■ **Instruction A**: For each statement below, say yes or no depending on whether the transit article agrees with it, and quote the deciding words from the article. (i) The transportation board approved the Parsons recommendation unanimously. (ii) The board's vote authorizes construction of the Metromover extension. (iii) Parsons predicted more daily riders for monorail than for Metromover.
■ **Instruction B**: Write out the part of the transit article that starts at "The proposed monorail" and ends at "on the MacArthur.", copied word for word.

■ **Text to read**:
+ + + + +

Rather than pick between Metromover or monorail, a $10 million county study by the Parsons consulting firm embraced both as preferred options. The Parsons report endorsed Miami-Dade pursuing a “rubber-wheel” vehicle for the MacArthur — a category that covers both monorail and Metromover — and the Transportation board approved the recommendation in a unanimous vote.

Though officially unrelated to the board vote, the Genting proposal framed the discussion on a 24-member panel that includes all 13 county commissioners and representatives of Miami, Hialeah and other cities. Miami Beach commissioner Micky Steinberg used her comments to note her city “does not support the expansion of gambling in any form.”

The proposed monorail route in the Parsons study assumed the mainland station would be on the former Miami Herald property that Genting now owns. Board members agreed to Steinberg’s request that the language only specify the Omni Metromover line, a route that includes the existing Omni and Museum Park Metromover stations and runs over the Genting property. .

The wording change wouldn’t make a difference for a future monorail vote: Genting has a contract to build a hotel on that county site and wants to move the Omni station to the company’s property as part of a monorail station, according to a portion of the Malaysian company’s May proposal that’s been made public.

Dennis Moss, a Miami-Dade commissioner, said he wanted to make sure the transportation board’s vote wouldn’t hamper a privatized transit project on the MacArthur.

“There is a proposal that came to us that seemed very reasonable,” he said of the Genting plan. Ralph Garcia-Toledo, a partner in the Genting monorail proposal, and project lobbyist Felix Lasarte watched from the chambers and shook hands after the vote.

The board’s vote doesn’t authorize construction of anything, and its members cannot appropriate significant funds to build anything. But the transportation board’s approval is required for federal grant dollars that can cover up to 50 percent of the project’s tab, so Thursday’s vote could be crucial if Miami-Dade, Miami or Miami Beach opts to seek Washington’s help for any portion of the plan.

The vote formally endorses two major components of a new transit system. The first is extending Metromover about two miles north to the Design District, a $407 million expansion that hasn’t been considered by commissioners and remains a hypothetical project. The second is the transit line over the MacArthur Causeway, which is the subject of a county bidding process already underway, with proposals from Genting and competitors due in March.

A third, smaller component involves new trolleys connecting the South Beach station to Miami Beach’s convention center.

Parsons consultants predicted Metromover would be a more popular option than monorail among riders, since it could offer a one-seat ride in a train from Miami’s main Metrorail station downtown at Government Center to a new station that would go up off Fifth Street in South Beach. Parsons predicted 13,000 riders a day for the $630 million Metromover extension, about 27 percent more than the 10,200 daily riders predicted for a $680 million monorail system.

+ + + + +

■ **Raw data**:
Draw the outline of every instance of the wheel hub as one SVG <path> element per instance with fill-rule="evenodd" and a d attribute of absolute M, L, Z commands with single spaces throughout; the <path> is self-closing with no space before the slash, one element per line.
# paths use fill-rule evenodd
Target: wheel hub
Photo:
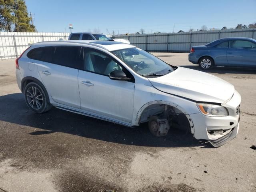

+ + + + +

■ **Worked solution A**:
(i) Yes: "the Transportation board approved the recommendation in a unanimous vote."
(ii) No: "The board’s vote doesn’t authorize construction of anything"
(iii) No: "Parsons predicted 13,000 riders a day for the $630 million Metromover extension, about 27 percent more than the 10,200 daily riders predicted for a $680 million monorail system."

■ **Worked solution B**:
The proposed monorail route in the Parsons study assumed the mainland station would be on the former Miami Herald property that Genting now owns. Board members agreed to Steinberg’s request that the language only specify the Omni Metromover line, a route that includes the existing Omni and Museum Park Metromover stations and runs over the Genting property. .

The wording change wouldn’t make a difference for a future monorail vote: Genting has a contract to build a hotel on that county site and wants to move the Omni station to the company’s property as part of a monorail station, according to a portion of the Malaysian company’s May proposal that’s been made public.

Dennis Moss, a Miami-Dade commissioner, said he wanted to make sure the transportation board’s vote wouldn’t hamper a privatized transit project on the MacArthur.